[TASK DETAILS]: Copy word for word the part of the data below that starts with the line containing "glass on this photo." and ends with the line containing "<point>424,152</point>", keeping both of those lines. Write out only that part.

[Object position labeling entries]:
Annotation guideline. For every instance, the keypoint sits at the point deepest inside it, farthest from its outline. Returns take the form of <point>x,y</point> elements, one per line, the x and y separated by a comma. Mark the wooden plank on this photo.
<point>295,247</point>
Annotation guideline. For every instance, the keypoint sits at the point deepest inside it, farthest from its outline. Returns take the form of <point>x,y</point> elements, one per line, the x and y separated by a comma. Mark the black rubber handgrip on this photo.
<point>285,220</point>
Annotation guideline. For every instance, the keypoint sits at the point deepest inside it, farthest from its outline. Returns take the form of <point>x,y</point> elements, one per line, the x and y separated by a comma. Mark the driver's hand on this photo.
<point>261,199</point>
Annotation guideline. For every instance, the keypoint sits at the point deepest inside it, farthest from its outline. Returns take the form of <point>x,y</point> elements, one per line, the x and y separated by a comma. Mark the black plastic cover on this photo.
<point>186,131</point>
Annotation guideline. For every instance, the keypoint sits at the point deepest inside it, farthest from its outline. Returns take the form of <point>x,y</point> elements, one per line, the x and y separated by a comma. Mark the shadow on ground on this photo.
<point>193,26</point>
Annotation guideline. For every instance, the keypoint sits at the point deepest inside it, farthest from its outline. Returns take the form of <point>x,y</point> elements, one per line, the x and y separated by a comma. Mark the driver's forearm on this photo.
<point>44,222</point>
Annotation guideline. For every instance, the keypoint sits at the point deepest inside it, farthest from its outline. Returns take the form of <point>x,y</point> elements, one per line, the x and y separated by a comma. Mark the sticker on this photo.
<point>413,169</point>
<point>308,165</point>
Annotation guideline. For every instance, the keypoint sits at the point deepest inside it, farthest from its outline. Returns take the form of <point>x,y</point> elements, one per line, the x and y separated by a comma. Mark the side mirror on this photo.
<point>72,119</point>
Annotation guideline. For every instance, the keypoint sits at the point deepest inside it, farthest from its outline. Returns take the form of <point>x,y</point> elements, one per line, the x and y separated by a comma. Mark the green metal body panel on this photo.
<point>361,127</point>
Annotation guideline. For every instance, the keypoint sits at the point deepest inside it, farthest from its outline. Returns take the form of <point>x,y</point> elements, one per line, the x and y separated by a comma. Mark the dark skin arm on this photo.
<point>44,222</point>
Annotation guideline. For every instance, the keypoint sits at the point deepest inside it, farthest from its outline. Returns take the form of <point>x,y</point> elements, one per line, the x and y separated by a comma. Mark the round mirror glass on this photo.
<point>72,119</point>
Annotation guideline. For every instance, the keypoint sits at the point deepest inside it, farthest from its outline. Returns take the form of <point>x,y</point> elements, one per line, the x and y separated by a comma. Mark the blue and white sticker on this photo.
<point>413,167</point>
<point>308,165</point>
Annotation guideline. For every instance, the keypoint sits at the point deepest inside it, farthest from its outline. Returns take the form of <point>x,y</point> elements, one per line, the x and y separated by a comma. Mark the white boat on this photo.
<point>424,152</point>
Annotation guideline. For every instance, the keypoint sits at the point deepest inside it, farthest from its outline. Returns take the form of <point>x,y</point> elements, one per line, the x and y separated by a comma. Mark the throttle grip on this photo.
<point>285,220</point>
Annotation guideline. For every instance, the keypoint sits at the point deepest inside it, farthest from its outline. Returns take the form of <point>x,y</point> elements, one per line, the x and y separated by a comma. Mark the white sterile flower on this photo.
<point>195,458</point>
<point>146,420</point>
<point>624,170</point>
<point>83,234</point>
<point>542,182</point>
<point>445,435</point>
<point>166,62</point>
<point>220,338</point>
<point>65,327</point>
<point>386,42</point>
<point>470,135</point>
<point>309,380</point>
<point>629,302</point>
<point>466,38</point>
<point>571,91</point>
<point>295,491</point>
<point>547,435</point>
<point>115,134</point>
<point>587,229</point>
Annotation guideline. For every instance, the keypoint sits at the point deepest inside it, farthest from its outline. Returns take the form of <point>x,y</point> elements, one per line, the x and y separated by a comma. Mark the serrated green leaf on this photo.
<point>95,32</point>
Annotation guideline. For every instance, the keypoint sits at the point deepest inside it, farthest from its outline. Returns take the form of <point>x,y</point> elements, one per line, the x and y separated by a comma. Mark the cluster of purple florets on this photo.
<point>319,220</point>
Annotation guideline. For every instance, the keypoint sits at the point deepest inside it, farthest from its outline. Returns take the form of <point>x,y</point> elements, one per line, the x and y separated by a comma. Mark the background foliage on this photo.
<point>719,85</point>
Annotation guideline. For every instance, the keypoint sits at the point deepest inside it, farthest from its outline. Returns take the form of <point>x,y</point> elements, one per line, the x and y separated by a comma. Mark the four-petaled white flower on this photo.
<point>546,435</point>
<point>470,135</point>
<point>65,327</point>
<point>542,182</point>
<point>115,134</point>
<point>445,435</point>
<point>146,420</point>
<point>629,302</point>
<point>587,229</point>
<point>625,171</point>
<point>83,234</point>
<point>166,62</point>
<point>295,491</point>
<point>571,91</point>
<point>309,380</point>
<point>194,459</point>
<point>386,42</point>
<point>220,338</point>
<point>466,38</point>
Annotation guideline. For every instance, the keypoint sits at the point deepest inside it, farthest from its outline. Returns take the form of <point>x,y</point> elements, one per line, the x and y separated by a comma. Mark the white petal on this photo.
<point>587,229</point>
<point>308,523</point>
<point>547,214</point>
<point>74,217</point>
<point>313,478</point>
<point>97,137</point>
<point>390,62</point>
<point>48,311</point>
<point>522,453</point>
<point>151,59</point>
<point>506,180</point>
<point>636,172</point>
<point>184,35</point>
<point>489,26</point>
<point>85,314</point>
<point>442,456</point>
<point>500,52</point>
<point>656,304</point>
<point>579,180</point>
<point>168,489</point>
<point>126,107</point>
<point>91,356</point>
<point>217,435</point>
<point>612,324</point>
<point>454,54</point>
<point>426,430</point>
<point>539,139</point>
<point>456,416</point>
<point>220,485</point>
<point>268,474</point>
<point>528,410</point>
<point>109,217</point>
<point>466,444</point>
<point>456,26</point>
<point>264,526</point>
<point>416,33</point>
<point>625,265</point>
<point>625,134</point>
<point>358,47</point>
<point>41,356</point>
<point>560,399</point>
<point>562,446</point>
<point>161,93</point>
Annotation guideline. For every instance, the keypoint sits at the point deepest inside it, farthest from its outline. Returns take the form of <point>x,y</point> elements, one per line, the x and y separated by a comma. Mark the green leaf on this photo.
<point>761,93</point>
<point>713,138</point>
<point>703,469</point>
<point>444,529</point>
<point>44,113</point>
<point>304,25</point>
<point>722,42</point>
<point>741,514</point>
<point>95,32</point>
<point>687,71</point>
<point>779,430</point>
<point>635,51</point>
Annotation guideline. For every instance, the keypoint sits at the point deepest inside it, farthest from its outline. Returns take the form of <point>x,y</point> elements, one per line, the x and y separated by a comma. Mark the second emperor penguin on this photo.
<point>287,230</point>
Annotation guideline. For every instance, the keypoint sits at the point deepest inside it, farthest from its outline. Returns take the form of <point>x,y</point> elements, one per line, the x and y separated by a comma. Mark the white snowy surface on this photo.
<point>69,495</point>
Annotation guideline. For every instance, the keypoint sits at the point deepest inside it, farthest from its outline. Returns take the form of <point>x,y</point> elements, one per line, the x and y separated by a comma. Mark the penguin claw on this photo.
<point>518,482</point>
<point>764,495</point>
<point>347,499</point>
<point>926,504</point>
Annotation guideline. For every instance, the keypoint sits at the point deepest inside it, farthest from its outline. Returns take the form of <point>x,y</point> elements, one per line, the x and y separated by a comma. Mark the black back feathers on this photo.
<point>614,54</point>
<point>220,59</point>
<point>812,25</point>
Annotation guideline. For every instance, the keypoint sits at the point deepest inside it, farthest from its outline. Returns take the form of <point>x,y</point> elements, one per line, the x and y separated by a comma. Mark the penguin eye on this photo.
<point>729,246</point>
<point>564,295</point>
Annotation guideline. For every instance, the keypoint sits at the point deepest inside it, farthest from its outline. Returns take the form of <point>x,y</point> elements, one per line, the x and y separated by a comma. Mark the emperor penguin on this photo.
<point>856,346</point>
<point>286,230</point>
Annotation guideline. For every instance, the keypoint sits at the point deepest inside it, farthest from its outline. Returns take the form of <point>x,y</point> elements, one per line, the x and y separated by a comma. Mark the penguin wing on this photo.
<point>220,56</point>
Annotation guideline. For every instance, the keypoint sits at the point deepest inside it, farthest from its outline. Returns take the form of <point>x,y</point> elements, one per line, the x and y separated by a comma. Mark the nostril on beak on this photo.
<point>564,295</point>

[FINAL RESULT]:
Annotation guideline. For every instance, the keypoint sits at the point deepest inside it, farthest from its outline. Returns take the form of <point>x,y</point> elements, one per line, the x and y separated by a comma. Mark the round mirror glass on this photo.
<point>72,119</point>
Annotation guideline. For every instance, the keypoint sits at the point deepest inside it, farthest from its outline. Returns take the form of <point>x,y</point> elements, one per line, the x and y separated by a comma. Mark the blue and white sticker on this photo.
<point>413,167</point>
<point>308,165</point>
Annotation guideline. For every instance, the keypoint sits at the point deepest inside it, farthest from its outline. Returns take the form of <point>x,y</point> elements, one per line, the x and y separated by a comma. Mark the white boat on this photo.
<point>424,152</point>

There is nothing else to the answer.